**Reading text:**

# An unsuspecting Obi gets a haircut **pics**



## hoaloha (Jan 27, 2012)

There once was a pup who liked to snooze on his back all relaxed...










Little did he know that his hair was getting quite fluffy...










So, his mommy scoops him up, gives him a bath, and cuts his hair.










Then, his daddy makes fun of his ears for making him look too "Shakespeare looking" (whatever that means?!). So, mommy cut his ears a tad shorter the next day. VOILA! the final look 










The ear-length does make the subtle difference. I was trying to see what it would look like longer...but I'll keep them short for now  His hair is definitely growing quickly and I think I'll keep him this length or shorter for awhile. It's the "happy" length- easy to groom still, but not too short. 

Hope you all enjoyed our little story :wub2:


----------



## eiksaa (Jun 8, 2012)

He's so adorable. Marisa, you're really good at this. 


Sent from my iPhone using Petguide.com Free App


----------



## TLR (Nov 13, 2011)

Obi, you are the cutest thing. Great job on the cut Marisa!!!


----------



## AshleyAndSophiePup (Aug 24, 2012)

Obi is just so adorable! You do a great job grooming him. I'm great with trimming people hair, but wouldn't even know where to begin with my fluff!


Sent from my iPhone using Petguide.com Free App


----------



## socalyte (Nov 15, 2010)

Can't wait to see it in person-- you're coming this weekend, right? That cut looks perfect for Cozette-- Pippa's hair is so gorgeous I like to keep hers longer.


----------



## spookiesmom (Mar 28, 2010)

He's so cute! She's going to groomer tomorrow ,,,,,,,,, hm I'll need to think about this tonight.

**Input records:**
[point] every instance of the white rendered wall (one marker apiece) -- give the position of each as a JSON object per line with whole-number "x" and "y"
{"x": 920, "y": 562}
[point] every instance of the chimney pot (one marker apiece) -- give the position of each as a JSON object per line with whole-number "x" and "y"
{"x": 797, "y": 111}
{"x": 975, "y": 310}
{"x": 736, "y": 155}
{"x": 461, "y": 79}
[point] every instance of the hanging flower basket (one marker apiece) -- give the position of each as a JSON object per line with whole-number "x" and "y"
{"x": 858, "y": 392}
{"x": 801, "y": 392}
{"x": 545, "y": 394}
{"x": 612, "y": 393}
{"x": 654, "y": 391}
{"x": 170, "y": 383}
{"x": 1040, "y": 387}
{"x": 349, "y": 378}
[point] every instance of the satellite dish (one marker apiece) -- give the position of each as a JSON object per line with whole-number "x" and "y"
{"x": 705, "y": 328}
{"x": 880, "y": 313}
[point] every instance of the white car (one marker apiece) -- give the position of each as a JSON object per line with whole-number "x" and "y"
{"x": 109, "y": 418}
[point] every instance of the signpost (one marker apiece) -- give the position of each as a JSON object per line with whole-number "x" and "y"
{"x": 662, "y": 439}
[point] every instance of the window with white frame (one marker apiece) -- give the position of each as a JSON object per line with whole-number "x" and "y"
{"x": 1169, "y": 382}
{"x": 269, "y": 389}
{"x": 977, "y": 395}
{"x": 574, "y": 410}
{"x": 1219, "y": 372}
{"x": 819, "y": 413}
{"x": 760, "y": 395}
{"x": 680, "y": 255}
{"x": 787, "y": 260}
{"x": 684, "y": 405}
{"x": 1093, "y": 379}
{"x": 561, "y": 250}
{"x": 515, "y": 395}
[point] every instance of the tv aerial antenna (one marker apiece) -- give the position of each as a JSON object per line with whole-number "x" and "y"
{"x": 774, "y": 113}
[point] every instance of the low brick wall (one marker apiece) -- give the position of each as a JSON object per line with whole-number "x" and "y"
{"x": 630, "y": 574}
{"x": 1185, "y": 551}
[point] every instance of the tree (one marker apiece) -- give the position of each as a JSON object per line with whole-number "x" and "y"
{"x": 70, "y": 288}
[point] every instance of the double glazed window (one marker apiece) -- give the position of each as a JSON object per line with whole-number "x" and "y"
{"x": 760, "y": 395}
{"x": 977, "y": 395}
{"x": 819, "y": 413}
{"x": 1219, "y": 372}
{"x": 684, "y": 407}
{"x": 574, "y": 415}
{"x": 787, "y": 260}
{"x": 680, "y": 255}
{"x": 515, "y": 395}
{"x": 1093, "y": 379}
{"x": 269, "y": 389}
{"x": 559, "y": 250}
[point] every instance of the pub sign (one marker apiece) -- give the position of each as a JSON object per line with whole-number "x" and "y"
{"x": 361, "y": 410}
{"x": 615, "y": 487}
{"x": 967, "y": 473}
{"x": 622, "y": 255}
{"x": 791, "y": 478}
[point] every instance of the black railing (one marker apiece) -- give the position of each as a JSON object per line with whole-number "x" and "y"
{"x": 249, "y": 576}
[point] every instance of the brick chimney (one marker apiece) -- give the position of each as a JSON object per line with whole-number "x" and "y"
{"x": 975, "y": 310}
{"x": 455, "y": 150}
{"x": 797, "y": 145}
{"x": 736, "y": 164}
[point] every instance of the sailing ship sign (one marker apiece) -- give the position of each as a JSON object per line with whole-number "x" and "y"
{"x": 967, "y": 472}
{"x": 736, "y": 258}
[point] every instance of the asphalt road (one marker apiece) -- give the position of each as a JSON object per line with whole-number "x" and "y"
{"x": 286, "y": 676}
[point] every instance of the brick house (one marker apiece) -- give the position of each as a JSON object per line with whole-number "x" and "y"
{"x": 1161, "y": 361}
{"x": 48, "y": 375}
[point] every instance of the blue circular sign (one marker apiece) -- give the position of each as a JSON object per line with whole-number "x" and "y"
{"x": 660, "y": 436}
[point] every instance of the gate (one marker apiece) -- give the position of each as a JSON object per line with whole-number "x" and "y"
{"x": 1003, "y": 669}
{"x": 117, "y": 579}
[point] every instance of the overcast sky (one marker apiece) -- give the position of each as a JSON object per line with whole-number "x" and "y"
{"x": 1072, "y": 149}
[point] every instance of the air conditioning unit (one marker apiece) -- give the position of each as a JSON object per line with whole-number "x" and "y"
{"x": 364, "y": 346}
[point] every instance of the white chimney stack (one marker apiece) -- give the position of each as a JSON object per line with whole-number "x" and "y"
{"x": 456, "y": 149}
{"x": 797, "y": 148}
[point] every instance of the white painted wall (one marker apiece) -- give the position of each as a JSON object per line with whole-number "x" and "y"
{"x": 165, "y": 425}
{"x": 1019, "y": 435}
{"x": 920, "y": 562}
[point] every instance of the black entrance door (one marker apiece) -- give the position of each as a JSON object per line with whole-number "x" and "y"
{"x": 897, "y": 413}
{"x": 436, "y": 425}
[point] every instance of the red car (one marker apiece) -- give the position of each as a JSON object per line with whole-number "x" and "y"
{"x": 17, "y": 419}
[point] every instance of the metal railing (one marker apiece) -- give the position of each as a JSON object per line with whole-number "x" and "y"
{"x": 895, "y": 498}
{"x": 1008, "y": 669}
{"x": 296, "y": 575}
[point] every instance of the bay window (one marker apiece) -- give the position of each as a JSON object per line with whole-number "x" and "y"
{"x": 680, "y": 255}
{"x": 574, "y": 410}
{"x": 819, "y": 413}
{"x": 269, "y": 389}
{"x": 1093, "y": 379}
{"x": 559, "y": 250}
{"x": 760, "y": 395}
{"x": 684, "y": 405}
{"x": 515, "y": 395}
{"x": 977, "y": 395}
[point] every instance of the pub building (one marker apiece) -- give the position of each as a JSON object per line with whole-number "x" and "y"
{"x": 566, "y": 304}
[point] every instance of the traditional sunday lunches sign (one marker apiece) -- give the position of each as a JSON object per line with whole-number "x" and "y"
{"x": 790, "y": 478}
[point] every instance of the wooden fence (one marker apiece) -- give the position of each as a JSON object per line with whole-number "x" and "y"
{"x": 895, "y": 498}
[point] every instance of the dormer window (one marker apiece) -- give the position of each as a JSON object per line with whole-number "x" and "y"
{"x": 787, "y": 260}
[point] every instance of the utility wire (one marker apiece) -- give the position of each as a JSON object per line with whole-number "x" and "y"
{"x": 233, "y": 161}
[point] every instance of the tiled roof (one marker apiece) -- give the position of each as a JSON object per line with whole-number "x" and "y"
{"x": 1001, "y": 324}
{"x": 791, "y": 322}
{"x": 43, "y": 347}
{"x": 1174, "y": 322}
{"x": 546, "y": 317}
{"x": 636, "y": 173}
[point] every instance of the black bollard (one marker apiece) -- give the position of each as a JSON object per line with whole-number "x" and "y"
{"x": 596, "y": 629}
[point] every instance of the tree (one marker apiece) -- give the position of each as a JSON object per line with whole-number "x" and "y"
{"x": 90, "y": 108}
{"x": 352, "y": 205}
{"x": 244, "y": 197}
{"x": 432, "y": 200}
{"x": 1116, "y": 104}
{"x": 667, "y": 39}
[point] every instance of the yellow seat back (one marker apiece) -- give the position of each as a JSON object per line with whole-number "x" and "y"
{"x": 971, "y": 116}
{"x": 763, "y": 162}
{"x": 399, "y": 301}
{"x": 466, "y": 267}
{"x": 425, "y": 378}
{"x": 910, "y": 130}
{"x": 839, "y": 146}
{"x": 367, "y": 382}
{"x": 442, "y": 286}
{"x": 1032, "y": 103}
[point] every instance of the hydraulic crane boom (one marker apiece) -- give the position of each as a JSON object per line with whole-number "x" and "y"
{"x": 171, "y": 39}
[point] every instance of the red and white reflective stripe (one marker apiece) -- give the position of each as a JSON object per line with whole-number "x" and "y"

**Exercise instructions:**
[A] Answer from the Obi haircut thread:
(i) What did Obi's daddy say the ears made him look like?
(ii) What name does hoaloha give the length she plans to keep Obi's hair?
(iii) Whose hair does socalyte like to keep longer?
[B] Render the entries from the line containing "[point] every instance of the traditional" through the end of the entries, both included, as a Markdown table with the columns Row and Entry. Number the rows and omit blank lines.
The entries are unrelated to the Obi haircut thread.

**Solutions per task:**
[A]
(i) "Shakespeare looking"
(ii) The "happy" length
(iii) Pippa's

[B]
| Row | Entry |
|---|---|
| 1 | [point] every instance of the traditional sunday lunches sign (one marker apiece) -- give the position of each as a JSON object per line with whole-number "x" and "y" |
| 2 | {"x": 790, "y": 478} |
| 3 | [point] every instance of the wooden fence (one marker apiece) -- give the position of each as a JSON object per line with whole-number "x" and "y" |
| 4 | {"x": 895, "y": 498} |
| 5 | [point] every instance of the dormer window (one marker apiece) -- give the position of each as a JSON object per line with whole-number "x" and "y" |
| 6 | {"x": 787, "y": 260} |
| 7 | [point] every instance of the utility wire (one marker apiece) -- give the position of each as a JSON object per line with whole-number "x" and "y" |
| 8 | {"x": 233, "y": 161} |
| 9 | [point] every instance of the tiled roof (one marker apiece) -- give the position of each as a JSON object per line with whole-number "x" and "y" |
| 10 | {"x": 1001, "y": 324} |
| 11 | {"x": 791, "y": 322} |
| 12 | {"x": 43, "y": 347} |
| 13 | {"x": 1174, "y": 322} |
| 14 | {"x": 546, "y": 317} |
| 15 | {"x": 636, "y": 173} |
| 16 | [point] every instance of the black bollard (one marker apiece) -- give the position of each as a JSON object per line with whole-number "x" and "y" |
| 17 | {"x": 596, "y": 629} |
| 18 | [point] every instance of the tree (one marker apiece) -- give the position of each as a JSON object per line with whole-number "x" and "y" |
| 19 | {"x": 90, "y": 108} |
| 20 | {"x": 352, "y": 205} |
| 21 | {"x": 244, "y": 197} |
| 22 | {"x": 432, "y": 200} |
| 23 | {"x": 1116, "y": 104} |
| 24 | {"x": 667, "y": 39} |
| 25 | [point] every instance of the yellow seat back (one marker apiece) -- give the position of each as a JSON object per line with whole-number "x" and "y" |
| 26 | {"x": 971, "y": 116} |
| 27 | {"x": 763, "y": 162} |
| 28 | {"x": 399, "y": 301} |
| 29 | {"x": 466, "y": 267} |
| 30 | {"x": 425, "y": 378} |
| 31 | {"x": 910, "y": 130} |
| 32 | {"x": 839, "y": 146} |
| 33 | {"x": 367, "y": 382} |
| 34 | {"x": 442, "y": 286} |
| 35 | {"x": 1032, "y": 103} |
| 36 | [point] every instance of the hydraulic crane boom (one marker apiece) -- give the position of each as a JSON object per line with whole-number "x" and "y" |
| 37 | {"x": 171, "y": 39} |
| 38 | [point] every instance of the red and white reflective stripe (one marker apiece) -- give the position of each as a JSON object per line with whole-number "x" and "y" |